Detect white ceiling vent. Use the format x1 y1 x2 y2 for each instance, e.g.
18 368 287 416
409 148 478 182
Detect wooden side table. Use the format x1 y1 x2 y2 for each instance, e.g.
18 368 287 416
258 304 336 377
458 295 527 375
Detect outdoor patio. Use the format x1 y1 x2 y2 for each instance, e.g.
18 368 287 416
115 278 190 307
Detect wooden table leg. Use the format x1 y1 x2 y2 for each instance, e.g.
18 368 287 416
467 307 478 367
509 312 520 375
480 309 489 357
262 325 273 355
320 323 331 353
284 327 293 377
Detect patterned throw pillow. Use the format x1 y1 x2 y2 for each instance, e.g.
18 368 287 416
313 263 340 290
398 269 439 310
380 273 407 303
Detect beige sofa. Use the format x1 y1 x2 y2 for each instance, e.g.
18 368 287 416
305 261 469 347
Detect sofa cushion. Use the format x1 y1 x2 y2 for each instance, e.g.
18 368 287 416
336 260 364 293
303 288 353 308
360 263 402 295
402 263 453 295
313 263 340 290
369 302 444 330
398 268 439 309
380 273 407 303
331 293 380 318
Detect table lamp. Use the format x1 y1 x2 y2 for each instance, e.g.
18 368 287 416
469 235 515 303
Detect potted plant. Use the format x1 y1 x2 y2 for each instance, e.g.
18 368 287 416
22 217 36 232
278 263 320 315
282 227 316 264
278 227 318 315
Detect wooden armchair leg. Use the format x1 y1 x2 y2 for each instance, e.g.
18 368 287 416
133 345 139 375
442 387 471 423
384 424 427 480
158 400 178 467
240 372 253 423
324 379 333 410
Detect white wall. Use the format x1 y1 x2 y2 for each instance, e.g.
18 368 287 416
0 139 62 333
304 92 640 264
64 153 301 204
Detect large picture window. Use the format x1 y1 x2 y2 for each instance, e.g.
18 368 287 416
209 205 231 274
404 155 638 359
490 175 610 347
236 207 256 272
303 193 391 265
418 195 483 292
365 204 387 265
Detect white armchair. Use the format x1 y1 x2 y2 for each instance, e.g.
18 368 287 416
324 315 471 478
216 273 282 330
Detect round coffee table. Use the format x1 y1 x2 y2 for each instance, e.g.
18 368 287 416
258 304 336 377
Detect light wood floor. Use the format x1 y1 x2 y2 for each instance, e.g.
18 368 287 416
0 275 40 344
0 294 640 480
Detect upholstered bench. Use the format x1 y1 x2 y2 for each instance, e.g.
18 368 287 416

### What is being asked
Please copy word for word the part of the data that opens with the line containing "Detect outdoor patio." and closes with the line containing "278 227 318 315", including both of those lines.

### Response
Detect outdoor patio. Use the format x1 y1 x2 y2 for each instance, e.g.
18 368 287 416
115 278 190 307
Detect wooden table leg. Use the format x1 y1 x2 y2 for each instance, e.g.
18 368 287 416
467 307 478 367
509 312 520 375
480 309 489 357
262 325 273 355
320 323 331 353
284 327 293 377
Detect patterned throw pillow. Use the format x1 y1 x2 y2 for each instance, e.g.
18 368 287 416
313 263 340 290
398 269 439 310
380 273 407 303
Detect beige sofa. Use the format x1 y1 x2 y2 for each instance, e.g.
18 368 287 416
305 261 469 347
Detect sofa cushion. Use the format x1 y1 x2 y2 for each instance, e.g.
18 368 287 416
336 260 364 293
303 288 353 308
360 263 402 295
402 263 453 295
313 263 340 290
369 302 444 330
398 268 439 309
380 273 407 303
331 293 380 318
Detect table lamp. Use the format x1 y1 x2 y2 for each instance, e.g.
18 368 287 416
469 235 515 303
Detect potted plant. Use the format x1 y1 x2 y2 for each instance, e.g.
18 368 287 416
22 217 36 232
278 263 320 315
282 227 316 264
278 227 318 315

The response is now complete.